Food for ThoughtBack Pain – Neck Pain – Spinal Related Disorders.

Back pain. If you are an adult you will  probably have had back pain, will get back pain – or are in pain right now.

Indeed 80 to 90% of the adult population gets back, neck or spinal pains. But is back pain a shortage of Nurofen or Voltaren?

Obviously not. Then why do we treat it that way?

If spinal pain is the warning light that something is wrong, why do we go for years with the warning light flashing at us? We certainly would not do that to our car.

If the spine is the most important organ we possess (we can’t live without it), and so many are debilitated by their spinal pain and the impact it has on the nervous system – why isn’t the spine treated with the respect it deserves?

For the average GP, spinal pain is considered ‘self limiting’ and merely a shortage of anti-inflammatory or muscle relaxants.

If you have pain for too long then you must have ‘arthritis’, ‘chronic pain syndrome’, ‘fibromyalgia’, ‘poly-rheumatica’ or ‘poly-myalgia’. Which is generally code for ‘I am not sure what is really causing your pain – but here are some drugs anyway’.

If X-rays are taken, they are usually done lying down. But last time I checked you don’t walk around lying down. Certainly no functional loading X-rays are ordered and no biomechanical assessment is performed.

We now have chiropractors, osteopaths and manipulative physiotherapists endlessly ‘cracking the sore bits’. Others just ‘crack and hope’ without an adequate diagnosis and usually without X-rays or MRI.

EXERCISES TO COMPLETE ::
(A) Using the piece on back pain, decide whether each statement agrees with it: (i) 80 to 90% of adults get back, neck or spinal pain; (ii) X-rays are usually taken standing up; (iii) the average GP treats spinal pain as "self limiting." For each, answer yes or no and quote the words that decide it.
(B) Echo the piece on back pain word for word, starting with "For the average" and going on through "some drugs anyway’.".

EXTRACTED RECORDS ::
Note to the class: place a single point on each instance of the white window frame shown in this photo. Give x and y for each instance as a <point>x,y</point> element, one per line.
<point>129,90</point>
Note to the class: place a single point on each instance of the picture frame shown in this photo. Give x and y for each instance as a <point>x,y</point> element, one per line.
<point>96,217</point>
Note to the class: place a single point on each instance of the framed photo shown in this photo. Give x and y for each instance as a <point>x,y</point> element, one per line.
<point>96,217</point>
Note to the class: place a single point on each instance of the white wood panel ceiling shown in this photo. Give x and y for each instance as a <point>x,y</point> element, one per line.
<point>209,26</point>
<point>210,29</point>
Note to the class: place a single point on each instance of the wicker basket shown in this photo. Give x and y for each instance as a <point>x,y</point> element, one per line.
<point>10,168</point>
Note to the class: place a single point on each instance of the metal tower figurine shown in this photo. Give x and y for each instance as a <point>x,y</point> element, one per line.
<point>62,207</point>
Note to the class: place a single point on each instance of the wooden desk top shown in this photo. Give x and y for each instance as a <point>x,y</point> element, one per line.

EXPECTED RESPONSES ::
(A)
(i) Yes: "Indeed 80 to 90% of the adult population gets back, neck or spinal pains."
(ii) No: "If X-rays are taken, they are usually done lying down."
(iii) Yes: "For the average GP, spinal pain is considered ‘self limiting’"

(B)
For the average GP, spinal pain is considered ‘self limiting’ and merely a shortage of anti-inflammatory or muscle relaxants.

If you have pain for too long then you must have ‘arthritis’, ‘chronic pain syndrome’, ‘fibromyalgia’, ‘poly-rheumatica’ or ‘poly-myalgia’. Which is generally code for ‘I am not sure what is really causing your pain – but here are some drugs anyway’.